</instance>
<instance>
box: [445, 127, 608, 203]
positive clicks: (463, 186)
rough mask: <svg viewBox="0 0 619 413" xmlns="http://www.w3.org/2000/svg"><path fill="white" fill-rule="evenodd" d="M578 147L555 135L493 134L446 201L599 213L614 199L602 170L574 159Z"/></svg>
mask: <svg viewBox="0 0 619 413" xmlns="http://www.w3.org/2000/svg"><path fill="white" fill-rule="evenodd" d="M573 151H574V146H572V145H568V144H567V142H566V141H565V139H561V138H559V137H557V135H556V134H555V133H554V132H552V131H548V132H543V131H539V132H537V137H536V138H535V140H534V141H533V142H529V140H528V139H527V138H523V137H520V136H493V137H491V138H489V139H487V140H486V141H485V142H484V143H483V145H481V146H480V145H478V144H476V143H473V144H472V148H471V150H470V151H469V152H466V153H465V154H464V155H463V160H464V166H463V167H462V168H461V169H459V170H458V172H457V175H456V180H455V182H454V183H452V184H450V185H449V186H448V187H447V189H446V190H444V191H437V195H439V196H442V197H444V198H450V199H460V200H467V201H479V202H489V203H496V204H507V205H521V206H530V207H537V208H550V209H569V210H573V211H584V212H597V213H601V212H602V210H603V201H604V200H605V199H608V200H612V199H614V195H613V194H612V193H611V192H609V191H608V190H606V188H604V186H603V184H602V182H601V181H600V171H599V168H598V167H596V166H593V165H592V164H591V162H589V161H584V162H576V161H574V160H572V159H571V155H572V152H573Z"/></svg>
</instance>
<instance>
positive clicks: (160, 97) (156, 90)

......

▸ What the task asks: Set down the full listing. Keep every line exact.

▸ Result:
</instance>
<instance>
box: [445, 127, 608, 203]
positive clicks: (463, 186)
rough mask: <svg viewBox="0 0 619 413" xmlns="http://www.w3.org/2000/svg"><path fill="white" fill-rule="evenodd" d="M578 147L555 135L493 134L446 201L599 213L614 199L602 170L574 159Z"/></svg>
mask: <svg viewBox="0 0 619 413" xmlns="http://www.w3.org/2000/svg"><path fill="white" fill-rule="evenodd" d="M573 151H574V146H572V145H568V144H567V142H566V141H565V139H561V138H559V137H557V135H556V134H555V133H554V132H552V131H548V132H543V131H539V132H537V137H536V138H535V140H534V141H533V142H529V140H528V139H527V138H523V137H520V136H493V137H491V138H489V139H487V140H486V141H485V142H484V143H483V145H481V146H480V145H478V144H476V143H473V144H472V148H471V150H470V151H469V152H466V153H465V154H464V155H463V160H464V166H463V167H462V168H461V169H459V170H458V172H457V175H456V180H455V182H454V183H452V184H450V185H449V186H448V187H447V189H446V190H444V191H437V195H439V196H442V197H444V198H450V199H460V200H467V201H479V202H489V203H496V204H507V205H521V206H530V207H537V208H550V209H569V210H573V211H584V212H597V213H601V212H602V210H603V201H604V200H605V199H608V200H612V199H614V195H613V194H612V193H611V192H609V191H608V190H606V188H604V186H603V184H602V182H601V181H600V171H599V168H598V167H596V166H593V165H592V164H591V162H589V161H584V162H576V161H574V160H572V159H571V155H572V152H573Z"/></svg>
</instance>
<instance>
positive clicks: (160, 97) (156, 90)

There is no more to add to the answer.